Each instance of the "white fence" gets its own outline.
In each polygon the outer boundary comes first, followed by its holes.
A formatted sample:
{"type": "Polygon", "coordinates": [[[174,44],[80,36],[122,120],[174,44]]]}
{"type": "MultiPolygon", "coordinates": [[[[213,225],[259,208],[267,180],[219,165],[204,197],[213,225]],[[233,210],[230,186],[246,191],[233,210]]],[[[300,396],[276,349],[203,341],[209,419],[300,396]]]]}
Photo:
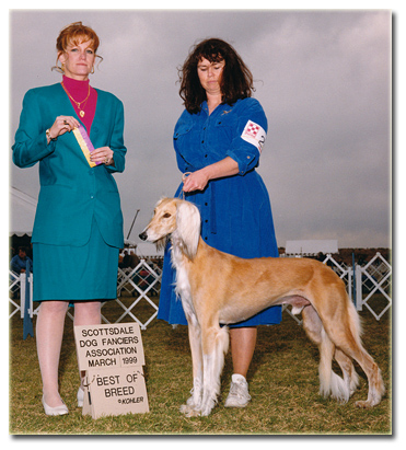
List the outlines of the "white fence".
{"type": "MultiPolygon", "coordinates": [[[[328,264],[334,272],[346,282],[348,296],[357,307],[358,311],[367,308],[371,314],[379,321],[392,305],[392,267],[387,261],[380,254],[376,255],[363,267],[356,265],[353,268],[338,264],[332,255],[327,255],[323,262],[328,264]],[[375,293],[380,293],[376,302],[375,293]],[[384,303],[384,304],[383,304],[384,303]]],[[[127,315],[132,321],[137,322],[142,330],[156,318],[158,305],[154,299],[159,298],[161,289],[162,269],[151,261],[141,259],[135,268],[118,269],[117,276],[117,299],[115,300],[123,309],[123,313],[115,321],[121,322],[127,315]],[[124,292],[125,291],[125,292],[124,292]],[[124,296],[125,293],[125,296],[124,296]],[[127,307],[123,301],[124,298],[130,299],[130,304],[127,307]],[[140,301],[147,301],[148,309],[147,319],[140,319],[137,315],[137,305],[140,301]]],[[[26,275],[20,276],[10,272],[9,291],[10,291],[10,319],[20,312],[21,318],[24,318],[24,299],[25,299],[26,275]],[[14,299],[16,297],[16,299],[14,299]]],[[[33,276],[28,278],[30,299],[32,296],[33,276]]],[[[106,304],[106,303],[104,303],[106,304]]],[[[31,318],[37,314],[38,308],[34,309],[31,300],[28,314],[31,318]]],[[[143,308],[144,314],[146,308],[143,308]]],[[[291,314],[290,310],[283,307],[283,311],[291,315],[299,324],[301,320],[291,314]]],[[[73,316],[68,311],[68,315],[73,316]]],[[[102,320],[104,323],[111,323],[104,315],[102,309],[102,320]]]]}

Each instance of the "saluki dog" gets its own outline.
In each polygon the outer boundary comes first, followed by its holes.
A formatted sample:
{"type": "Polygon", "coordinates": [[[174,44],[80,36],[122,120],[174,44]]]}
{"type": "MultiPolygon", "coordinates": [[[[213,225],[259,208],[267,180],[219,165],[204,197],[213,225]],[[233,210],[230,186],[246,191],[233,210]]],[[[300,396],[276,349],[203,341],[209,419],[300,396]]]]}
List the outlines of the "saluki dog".
{"type": "Polygon", "coordinates": [[[355,359],[368,377],[368,400],[376,405],[385,388],[381,371],[362,347],[358,313],[344,281],[329,267],[309,258],[244,259],[207,245],[200,238],[200,214],[189,201],[162,198],[140,238],[158,246],[172,242],[176,293],[188,323],[193,360],[192,396],[181,411],[207,416],[220,393],[228,351],[228,327],[276,304],[302,313],[303,327],[321,355],[320,393],[347,402],[358,386],[355,359]],[[332,370],[333,358],[344,378],[332,370]]]}

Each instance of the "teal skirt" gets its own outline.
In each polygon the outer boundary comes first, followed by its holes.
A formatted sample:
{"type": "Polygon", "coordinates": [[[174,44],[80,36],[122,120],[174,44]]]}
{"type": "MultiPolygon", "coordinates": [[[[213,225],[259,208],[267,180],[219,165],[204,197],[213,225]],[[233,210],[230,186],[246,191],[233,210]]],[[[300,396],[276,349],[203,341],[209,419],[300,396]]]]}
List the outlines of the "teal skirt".
{"type": "Polygon", "coordinates": [[[115,300],[118,253],[104,242],[94,220],[83,246],[33,243],[33,300],[115,300]]]}

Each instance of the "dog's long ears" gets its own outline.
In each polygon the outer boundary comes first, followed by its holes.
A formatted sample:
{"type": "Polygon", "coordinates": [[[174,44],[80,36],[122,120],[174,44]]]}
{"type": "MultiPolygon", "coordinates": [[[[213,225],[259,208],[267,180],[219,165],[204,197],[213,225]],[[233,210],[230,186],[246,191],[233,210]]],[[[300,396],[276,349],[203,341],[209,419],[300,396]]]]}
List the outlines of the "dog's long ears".
{"type": "Polygon", "coordinates": [[[183,253],[194,259],[200,238],[200,214],[189,201],[177,204],[175,233],[183,253]]]}

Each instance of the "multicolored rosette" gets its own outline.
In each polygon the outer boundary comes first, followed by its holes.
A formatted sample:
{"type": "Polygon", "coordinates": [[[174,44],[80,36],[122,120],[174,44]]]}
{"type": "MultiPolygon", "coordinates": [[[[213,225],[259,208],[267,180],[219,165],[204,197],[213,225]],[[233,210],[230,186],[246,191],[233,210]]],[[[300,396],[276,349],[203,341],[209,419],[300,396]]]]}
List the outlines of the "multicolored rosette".
{"type": "Polygon", "coordinates": [[[73,128],[73,135],[77,138],[77,141],[78,141],[85,159],[88,160],[89,165],[91,168],[94,168],[95,165],[98,165],[100,163],[95,163],[95,162],[90,160],[90,153],[92,153],[92,151],[94,150],[94,147],[93,147],[93,143],[91,142],[91,140],[89,139],[89,136],[88,136],[86,130],[84,129],[84,127],[73,128]]]}

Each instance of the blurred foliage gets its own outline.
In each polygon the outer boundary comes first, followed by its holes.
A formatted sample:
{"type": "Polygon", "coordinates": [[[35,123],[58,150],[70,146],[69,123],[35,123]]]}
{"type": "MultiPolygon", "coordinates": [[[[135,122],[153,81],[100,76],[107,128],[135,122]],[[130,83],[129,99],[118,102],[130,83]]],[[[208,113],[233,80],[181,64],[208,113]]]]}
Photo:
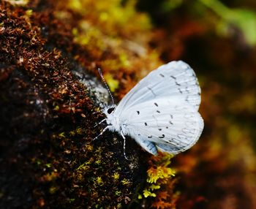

......

▶ [AIM OF THE TASK]: How many lines of the records above contain the string "skirt", where case counts? Reply with the number alone.

▶ [RESPONSE TO THIS TASK]: 2